▶ _RECORDS FOR THIS EXERCISE_
----------

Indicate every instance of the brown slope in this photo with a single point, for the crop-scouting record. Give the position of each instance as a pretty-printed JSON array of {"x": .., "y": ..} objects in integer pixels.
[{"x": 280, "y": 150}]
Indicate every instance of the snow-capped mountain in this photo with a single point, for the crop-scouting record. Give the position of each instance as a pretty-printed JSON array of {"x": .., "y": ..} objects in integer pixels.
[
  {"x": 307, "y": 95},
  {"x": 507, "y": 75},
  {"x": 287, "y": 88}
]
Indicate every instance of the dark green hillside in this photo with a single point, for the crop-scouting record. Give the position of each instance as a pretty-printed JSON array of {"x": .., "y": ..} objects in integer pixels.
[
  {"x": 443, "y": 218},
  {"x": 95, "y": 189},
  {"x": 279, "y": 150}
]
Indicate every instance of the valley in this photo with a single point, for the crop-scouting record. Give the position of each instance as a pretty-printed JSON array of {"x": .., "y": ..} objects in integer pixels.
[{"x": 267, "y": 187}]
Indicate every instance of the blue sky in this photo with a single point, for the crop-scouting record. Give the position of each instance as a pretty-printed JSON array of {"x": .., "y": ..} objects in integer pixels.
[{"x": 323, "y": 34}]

----------

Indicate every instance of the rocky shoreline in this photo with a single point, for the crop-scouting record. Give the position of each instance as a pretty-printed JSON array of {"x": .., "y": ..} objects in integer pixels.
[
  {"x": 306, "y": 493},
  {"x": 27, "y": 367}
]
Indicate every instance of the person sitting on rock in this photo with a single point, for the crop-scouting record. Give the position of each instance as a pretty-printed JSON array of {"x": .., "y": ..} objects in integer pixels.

----------

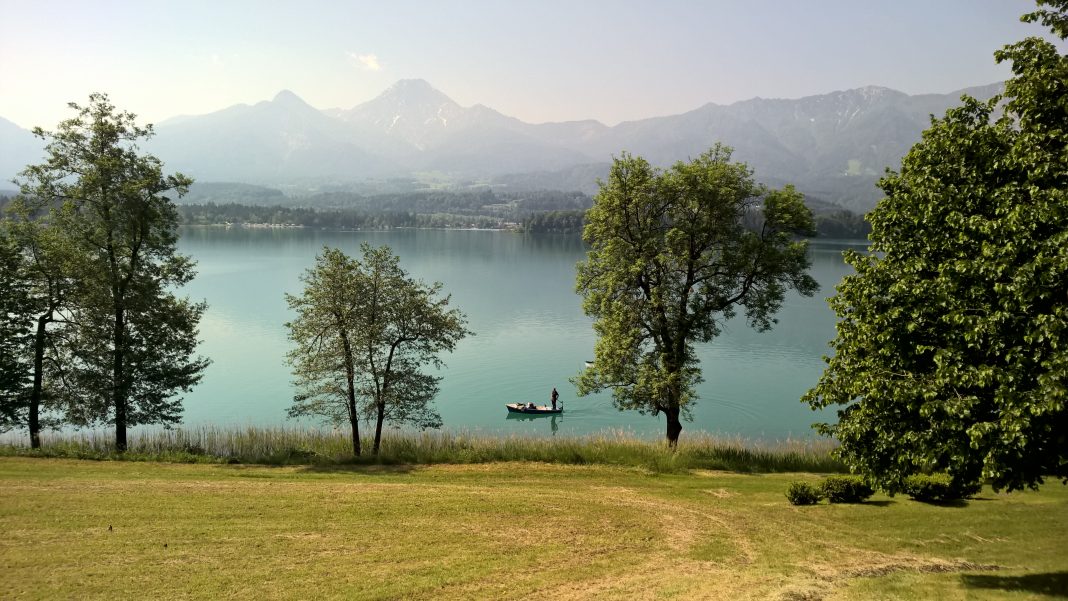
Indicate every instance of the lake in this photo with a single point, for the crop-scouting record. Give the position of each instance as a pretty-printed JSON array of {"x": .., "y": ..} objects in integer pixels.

----------

Filter the data above to every line containing the string "green", matching case exactly, and copy each matching line in full.

▶ _ANSWER IN FULL_
Indicate every instance of the dark green hillside in this photo with a single point, for the crop-scouting record. Give the position of each instance as a pretty-printed JSON array of {"x": .., "y": ..} objects in integer pixels.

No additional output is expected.